• **TEXT SEGMENT**:
An interview with Julia Schleck, who argues that rather than serving the public good, universities should be a forum to define and debate the public good

Wide-shot photograph of a crowd of unionized academic workers holding signs that say “UAW on Strike Unfair Labor Practice”
Hans Gutknecht/MediaNews Group/Los Angeles Daily News via Getty Images

Hi, I’m Mo Al Elew, and I’m a journalism engineer here at The Markup. 

As protests against the war in Gaza have spread across college campuses in the U.S. over the last several months, they’ve renewed debates over academic freedom and freedom of speech.

Nowhere is this more evident than in the massive University of California system. The UC Board of Regents is currently deliberating a rule change that includes prohibiting the publication of “discretionary statements” on academic departments’ web homepage. Such statements are unrelated to a department’s daily activities, and often take a stance on current events. As one example, the regents cited statements issued by UC San Diego’s Ethnic Studies department. The department’s web page includes statements on affordable student housing, racist graffiti on campus, caste-based discrimination, Israel-Palestine, and most recently a press release calling for the resignation of the university chancellor.

Some faculty in the UC system have criticized the proposed rule change for its potential to violate academic freedom, while supporters claim it will avoid faculty opinions being misinterpreted as the views of the university system as a whole. A letter signed last month by over 500 UC faculty members said that faculty criticism of the policy is disingenuous, because anti-Zionist activism by some departments denies the academic freedom of Jewish students and faculty. A vote on the proposed policy has been postponed several times, and rancor over the topic shows no signs of slowing.

I discussed the conflicting invocations of academic freedom, campus free speech, and the role of higher education with Julia Schleck, the University of Nebraska Lincoln’s Associate Professor and Vice Chair at the English Department. She oversaw one of the nation’s most high profile “campus free speech” crises of the last decade. In 2017, a graduate student’s standoff with an undergraduate student who was publicly promoting a conservative nonprofit led to a monthslong conflict including university administrators, faculty, and state senators over academic freedom and freedom of speech. Schleck’s book Dirty Knowledge, published in 2022, reflects deeply on those events and offers a new vision for higher education in the 21st century. 

Julia Schleck
Caption: Julia Schleck

Mo Al Elew: How did you come to write a book about academic freedom and higher education?

Julia Schleck: I did my PhD at NYU, and I was involved in organizing the graduate student union, so I came into this position knowing that university labor politics would be something of interest to me. Even though UNL does not have a faculty union, we have an AAUP (American Association of University Professors) chapter that I helped reinvigorate. We had an active membership in 2017 when a [student] tabling for [the conservative nonprofit] Turning Point USA recorded a grad student protesting her table. The recording and images became a national story.

• **PROVIDED DATA**:

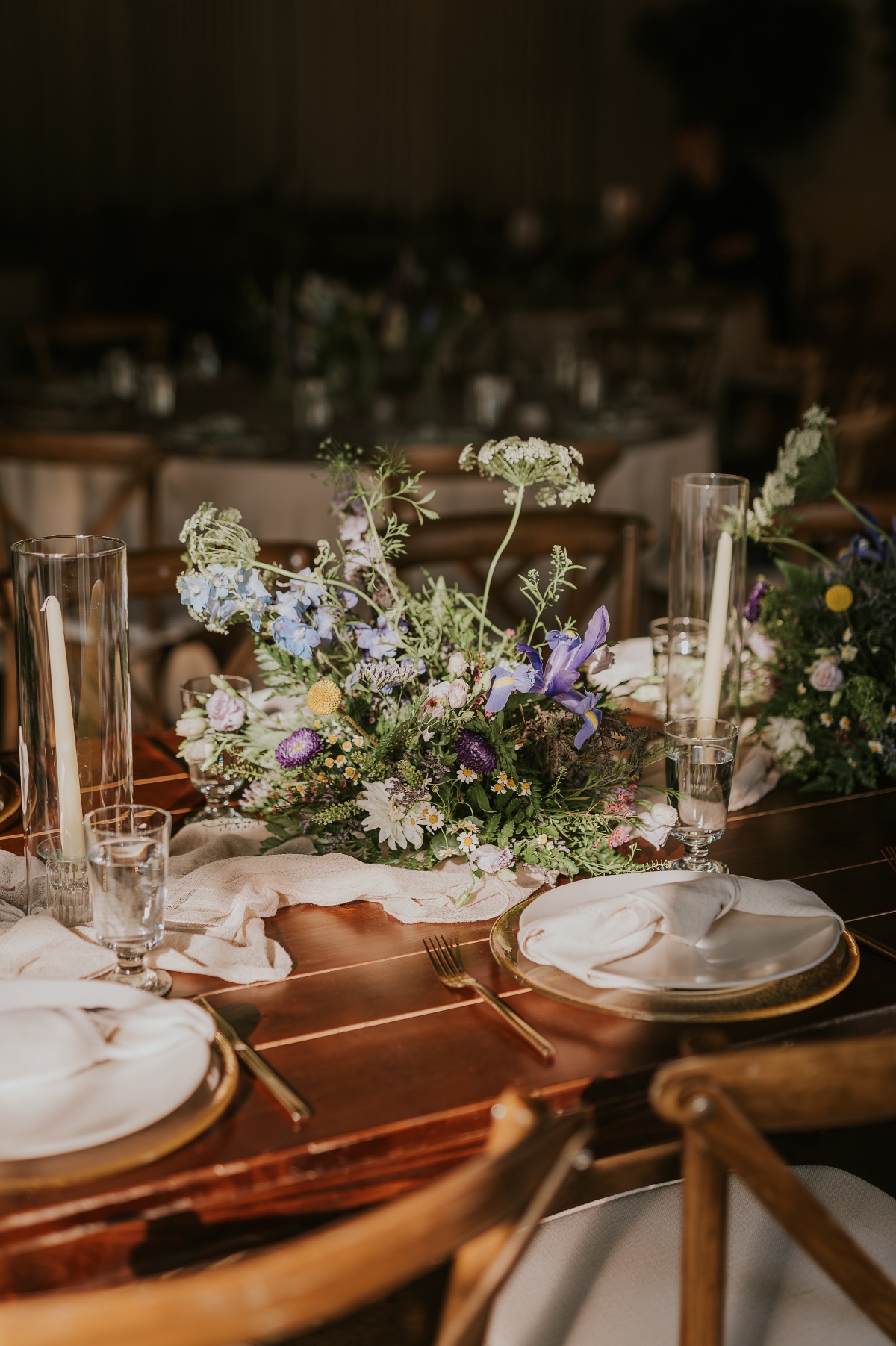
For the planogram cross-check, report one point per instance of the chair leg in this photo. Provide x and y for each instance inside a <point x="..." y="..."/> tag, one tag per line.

• **YOUR TASKS**:
- 1) From the academic freedom interview, return the passage starting at "Julia Schleck: I" and ending at "a national story.".
- 2) According to the academic freedom interview, how many UC faculty members signed the letter calling faculty criticism of the policy disingenuous?
- 3) Extend the academic freedom interview onward from where it stops.

• **PER-TASK ANSWERS**:
- 1)
Julia Schleck: I did my PhD at NYU, and I was involved in organizing the graduate student union, so I came into this position knowing that university labor politics would be something of interest to me. Even though UNL does not have a faculty union, we have an AAUP (American Association of University Professors) chapter that I helped reinvigorate. We had an active membership in 2017 when a [student] tabling for [the conservative nonprofit] Turning Point USA recorded a grad student protesting her table. The recording and images became a national story.

- 2) Over 500 UC faculty members signed it.

- 3)
So as president of the AAUP chapter and the grad chair of the english dept, I played multiple roles in one of the major free speech controversies. The fall out of that lasted all year resulting in a major Chronicle of Higher Education story and an episode of This American Life and lead to many other ramifications including the censuring of UNL by AAUP. This meant that I spent pretty much all of the time I would have spent on research on this. 

It linked very much to my concerns about academic labor. Since the grad student [lecturer] was on contract, they could simply not be rehired the upcoming year while they were castigated publicly as someone who could never be hired by UNL again … even though she was an excellent teacher. Basically she ended up being fired for her political protest and not for her ability as a teacher or research.

One thing I noticed immediately [upon beginning book research] was there was a great deal written about academic freedom and a great deal written about academic labor, but that connection was not being put together about what was going on in academic spaces.

Al Elew: But I don’t know if the news reporting on the 2017 case made a clear distinction between freedom of speech and academic freedom. Could you explain the difference between them?

Schleck: Yeah, this is really important and it is not made clear often. 

There’s a few clear differences between the two. First of all, the first amendment protects you from government persecution for your speech. It is very much enshrined in law. It has no protection from your employer. You can say what you want and the government will not throw you in jail. But your employer might fire you. Free speech rights are only protections from government and are an individual right. So they belong to anyone with a claim to civil rights in the United States.

Academic freedom is a collective right extended to faculty working at an institution of higher education. It is designed as a labor protection in order to allow for the freest possible generation and dissemination of knowledge. It has a specific purpose and it is not enshrined into U.S. law. It is protected primarily through employment conditions. 

It is there in order to ensure you are free to teach to the best of your professional ability, publish research without being concerned that if any of that work upsets somebody whether it is a politician, administrator, donor, church, whoever it upsets that you won’t get fired. [This interest comes from the idea that] we as a society are invested in the free production of knowledge.

Al Elew: Over 500 University of California faculty sent a letter to the Board of Regents arguing over competing claims toward academic freedom. One of the debates is about a proposed change to statements published on department websites. I am curious about your opinion on whether this debate at the UC is related to academic speech? And what was UNL’s policy response in 2017-18? Did those changes hurt or improve academic freedom?

Schleck: UNL passed two policies: one policy on where and how speech can happen and another adjusting school bylaws. 

The former sets up particular areas on campus where public protest and other speech can and should happen. It’s a reasonable usage guideline. And to some degree there are reasonable expectations about university operations, for example [not] setting up a day long screaming match inside a library. There are ways in which normal university operations—education and research—should continue uninterrupted.

Regarding units putting out statements, it is important that academic freedom is a collective faculty right. So for example, if I’m assigned to teach a Shakespeare class and I spend the entire class not talking about Shakespeare, or I teach it in a way so far beyond the norms of my field, my colleagues would have a right to say you can’t teach this class that way. This is not representing our discipline, and that’s the limits of academic freedom as a collective right.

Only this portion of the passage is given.